■ Entries from a point annotation set
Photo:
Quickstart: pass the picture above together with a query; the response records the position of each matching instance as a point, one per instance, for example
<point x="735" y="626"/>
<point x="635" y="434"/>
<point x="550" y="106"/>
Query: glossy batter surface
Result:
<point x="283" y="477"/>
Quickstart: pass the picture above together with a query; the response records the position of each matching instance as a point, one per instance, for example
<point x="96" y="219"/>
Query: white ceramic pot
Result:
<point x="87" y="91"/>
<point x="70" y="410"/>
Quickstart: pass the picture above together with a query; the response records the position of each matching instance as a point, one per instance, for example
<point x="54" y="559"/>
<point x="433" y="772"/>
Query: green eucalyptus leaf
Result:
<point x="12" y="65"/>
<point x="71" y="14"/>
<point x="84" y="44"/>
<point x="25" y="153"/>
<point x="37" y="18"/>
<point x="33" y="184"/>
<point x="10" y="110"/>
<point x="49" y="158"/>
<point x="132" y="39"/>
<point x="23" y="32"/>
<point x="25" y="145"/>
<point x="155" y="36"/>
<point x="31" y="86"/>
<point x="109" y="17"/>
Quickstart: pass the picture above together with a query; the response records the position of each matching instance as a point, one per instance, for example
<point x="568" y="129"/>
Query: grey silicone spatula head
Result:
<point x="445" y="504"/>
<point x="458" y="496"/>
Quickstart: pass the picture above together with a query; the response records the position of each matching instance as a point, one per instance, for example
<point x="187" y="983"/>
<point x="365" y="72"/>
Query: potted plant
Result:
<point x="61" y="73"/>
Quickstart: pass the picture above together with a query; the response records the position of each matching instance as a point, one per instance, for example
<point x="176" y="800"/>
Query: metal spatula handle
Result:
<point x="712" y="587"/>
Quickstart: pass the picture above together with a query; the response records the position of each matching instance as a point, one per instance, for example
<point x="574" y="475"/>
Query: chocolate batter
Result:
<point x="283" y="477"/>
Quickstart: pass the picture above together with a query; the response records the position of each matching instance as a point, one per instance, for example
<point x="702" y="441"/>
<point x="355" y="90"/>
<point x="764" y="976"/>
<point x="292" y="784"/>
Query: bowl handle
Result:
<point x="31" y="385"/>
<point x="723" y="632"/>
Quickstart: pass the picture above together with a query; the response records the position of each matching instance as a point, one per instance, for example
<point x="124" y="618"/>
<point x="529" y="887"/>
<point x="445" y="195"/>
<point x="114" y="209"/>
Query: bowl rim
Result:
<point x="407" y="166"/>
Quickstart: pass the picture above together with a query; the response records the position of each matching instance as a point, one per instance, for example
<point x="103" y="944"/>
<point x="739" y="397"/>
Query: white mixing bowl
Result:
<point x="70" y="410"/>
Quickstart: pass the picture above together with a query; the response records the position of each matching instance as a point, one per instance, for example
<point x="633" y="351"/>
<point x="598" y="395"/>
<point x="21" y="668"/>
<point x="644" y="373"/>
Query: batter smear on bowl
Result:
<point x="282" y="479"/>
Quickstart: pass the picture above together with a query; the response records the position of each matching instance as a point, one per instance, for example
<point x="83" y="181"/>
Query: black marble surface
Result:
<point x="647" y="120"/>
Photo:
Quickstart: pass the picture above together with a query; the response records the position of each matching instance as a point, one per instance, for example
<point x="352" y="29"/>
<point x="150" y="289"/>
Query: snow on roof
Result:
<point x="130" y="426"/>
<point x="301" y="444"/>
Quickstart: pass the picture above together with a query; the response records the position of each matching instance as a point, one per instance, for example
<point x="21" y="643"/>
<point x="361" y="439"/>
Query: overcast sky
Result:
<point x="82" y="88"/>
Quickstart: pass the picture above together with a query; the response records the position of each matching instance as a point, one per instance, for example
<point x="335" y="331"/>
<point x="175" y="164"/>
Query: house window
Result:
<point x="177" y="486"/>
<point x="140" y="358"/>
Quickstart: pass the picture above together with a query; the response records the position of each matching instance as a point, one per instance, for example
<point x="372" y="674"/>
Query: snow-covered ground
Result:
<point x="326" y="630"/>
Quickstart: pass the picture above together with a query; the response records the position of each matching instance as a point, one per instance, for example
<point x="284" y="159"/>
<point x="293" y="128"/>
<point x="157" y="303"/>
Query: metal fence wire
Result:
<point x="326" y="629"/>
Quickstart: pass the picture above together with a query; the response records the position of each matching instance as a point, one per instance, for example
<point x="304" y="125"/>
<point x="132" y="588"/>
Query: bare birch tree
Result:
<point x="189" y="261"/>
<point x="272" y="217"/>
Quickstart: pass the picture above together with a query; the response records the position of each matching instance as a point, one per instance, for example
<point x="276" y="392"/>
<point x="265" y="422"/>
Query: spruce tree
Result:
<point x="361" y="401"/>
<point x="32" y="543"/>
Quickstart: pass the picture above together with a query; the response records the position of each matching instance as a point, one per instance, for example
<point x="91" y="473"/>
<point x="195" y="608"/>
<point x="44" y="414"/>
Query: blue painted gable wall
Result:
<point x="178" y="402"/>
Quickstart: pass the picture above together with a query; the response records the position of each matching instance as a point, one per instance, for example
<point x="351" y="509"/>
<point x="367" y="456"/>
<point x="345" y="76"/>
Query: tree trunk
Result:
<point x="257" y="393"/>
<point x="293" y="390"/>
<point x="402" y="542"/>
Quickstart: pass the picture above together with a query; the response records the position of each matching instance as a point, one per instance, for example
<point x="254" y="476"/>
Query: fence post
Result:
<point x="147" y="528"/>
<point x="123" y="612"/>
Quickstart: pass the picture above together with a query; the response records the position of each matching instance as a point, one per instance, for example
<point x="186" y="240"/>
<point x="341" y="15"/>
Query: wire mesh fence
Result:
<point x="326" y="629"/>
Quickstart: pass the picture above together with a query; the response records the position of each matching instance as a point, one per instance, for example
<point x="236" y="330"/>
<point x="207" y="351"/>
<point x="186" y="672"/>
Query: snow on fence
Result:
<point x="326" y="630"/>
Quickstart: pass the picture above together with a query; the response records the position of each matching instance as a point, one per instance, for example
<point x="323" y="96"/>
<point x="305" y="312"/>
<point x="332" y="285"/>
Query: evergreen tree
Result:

■ What is asked
Extract the full set of entries word for word.

■ Exercise answer
Photo:
Quickstart: pass the picture above together with a query; the response records the position of each matching instance as a point, one per instance, for example
<point x="735" y="626"/>
<point x="635" y="434"/>
<point x="550" y="106"/>
Query: glossy batter surface
Result:
<point x="283" y="477"/>
Quickstart: pass the picture above together with a query; the response records the position of each matching instance as a point, one per instance, for example
<point x="96" y="219"/>
Query: white ceramic pot
Result:
<point x="87" y="91"/>
<point x="70" y="410"/>
Quickstart: pass the picture above together with a query; the response records the position of each matching instance as a point, one per instance, for example
<point x="54" y="559"/>
<point x="433" y="772"/>
Query: green eucalyptus leaf
Result:
<point x="12" y="65"/>
<point x="71" y="14"/>
<point x="84" y="44"/>
<point x="25" y="153"/>
<point x="37" y="18"/>
<point x="33" y="184"/>
<point x="10" y="110"/>
<point x="49" y="158"/>
<point x="132" y="39"/>
<point x="23" y="32"/>
<point x="25" y="145"/>
<point x="155" y="36"/>
<point x="31" y="86"/>
<point x="109" y="17"/>
Quickstart: pass the picture above together with a query; the response records the position of each matching instance as a point, one per instance, for example
<point x="568" y="129"/>
Query: grey silicone spatula head
Result:
<point x="445" y="504"/>
<point x="458" y="496"/>
Quickstart: pass the picture above together with a query; the response records the position of each matching instance as a point, one per instance, for example
<point x="187" y="983"/>
<point x="365" y="72"/>
Query: potted plant
Result:
<point x="61" y="73"/>
Quickstart: pass the picture above together with a query; the response records the position of each matching instance as a point, one per instance, for example
<point x="176" y="800"/>
Query: metal spatula handle
Result:
<point x="712" y="587"/>
Quickstart: pass the picture above together with a query; the response records the position of each matching instance as a point, one per instance, for example
<point x="574" y="475"/>
Query: chocolate batter
Result:
<point x="283" y="477"/>
Quickstart: pass the picture above together with a query; the response records the position of each matching instance as a point, one per instance, for example
<point x="702" y="441"/>
<point x="355" y="90"/>
<point x="764" y="976"/>
<point x="292" y="784"/>
Query: bowl handle
Result:
<point x="31" y="385"/>
<point x="723" y="632"/>
Quickstart: pass the picture above together with a query; the response records the position of each matching instance as a point, one per instance, for example
<point x="124" y="618"/>
<point x="529" y="887"/>
<point x="445" y="195"/>
<point x="114" y="209"/>
Query: bowl rim
Result:
<point x="407" y="166"/>
Quickstart: pass the picture above together with a query; the response records the position of each matching instance as a point, one per instance, for example
<point x="103" y="944"/>
<point x="739" y="397"/>
Query: white mixing bowl
Result:
<point x="70" y="410"/>
Quickstart: pass the picture above together with a query; the response records the position of each matching instance as a point, one per instance, for example
<point x="633" y="351"/>
<point x="598" y="395"/>
<point x="21" y="668"/>
<point x="644" y="373"/>
Query: batter smear on bowl
Result:
<point x="282" y="479"/>
Quickstart: pass the picture above together with a query; the response records the position of each matching instance as a point, one per instance, for example
<point x="83" y="181"/>
Query: black marble surface
Result:
<point x="647" y="120"/>
Photo:
Quickstart: pass the picture above together with a query; the response records the position of each matching instance as a point, one per instance, for example
<point x="352" y="29"/>
<point x="150" y="289"/>
Query: snow on roof
Result:
<point x="130" y="426"/>
<point x="301" y="444"/>
Quickstart: pass the picture above together with a query; the response records the position of each matching instance as a point, one per instance, for example
<point x="21" y="643"/>
<point x="361" y="439"/>
Query: overcast sky
Result:
<point x="82" y="88"/>
Quickstart: pass the picture above together with a query; the response records the position of each matching instance as a point, one per instance, for example
<point x="335" y="331"/>
<point x="175" y="164"/>
Query: house window
Result:
<point x="177" y="486"/>
<point x="140" y="358"/>
Quickstart: pass the picture above together with a query; the response records the position of each matching instance as a point, one per instance, for example
<point x="372" y="674"/>
Query: snow-covered ground
Result:
<point x="326" y="630"/>
Quickstart: pass the picture above together with a query; the response records the position of each matching instance as a point, one per instance, for example
<point x="284" y="159"/>
<point x="293" y="128"/>
<point x="157" y="303"/>
Query: metal fence wire
Result:
<point x="326" y="629"/>
Quickstart: pass the picture above together with a query; the response records the position of each matching instance as a point, one per instance, for example
<point x="304" y="125"/>
<point x="132" y="588"/>
Query: bare birch tree
Result:
<point x="189" y="261"/>
<point x="272" y="217"/>
Quickstart: pass the picture above together with a query; the response records the position of each matching instance as a point, one per instance, for example
<point x="276" y="392"/>
<point x="265" y="422"/>
Query: spruce tree
Result:
<point x="361" y="401"/>
<point x="32" y="543"/>
Quickstart: pass the picture above together with a query; the response records the position of each matching instance as a point, one per instance, for example
<point x="91" y="473"/>
<point x="195" y="608"/>
<point x="44" y="414"/>
Query: blue painted gable wall
Result:
<point x="178" y="402"/>
Quickstart: pass the picture above together with a query; the response records the position of each matching instance as a point, one per instance, for example
<point x="351" y="509"/>
<point x="367" y="456"/>
<point x="345" y="76"/>
Query: tree trunk
Result:
<point x="257" y="393"/>
<point x="293" y="390"/>
<point x="402" y="542"/>
Quickstart: pass the picture above together with a query; the response records the position of each matching instance as a point, one per instance, for example
<point x="254" y="476"/>
Query: fence post
Result:
<point x="147" y="528"/>
<point x="123" y="612"/>
Quickstart: pass the picture above together with a query; the response records the position of each matching instance as a point, one per instance, for example
<point x="186" y="240"/>
<point x="341" y="15"/>
Query: wire mesh fence
Result:
<point x="326" y="629"/>
Quickstart: pass the picture above together with a query; the response records the position of each matching instance as a point, one per instance, for example
<point x="236" y="330"/>
<point x="207" y="351"/>
<point x="186" y="672"/>
Query: snow on fence
Result:
<point x="326" y="630"/>
Quickstart: pass the picture above together with a query; the response records the position of each matching instance as a point, one per instance, for example
<point x="323" y="96"/>
<point x="305" y="312"/>
<point x="332" y="285"/>
Query: evergreen tree
Result:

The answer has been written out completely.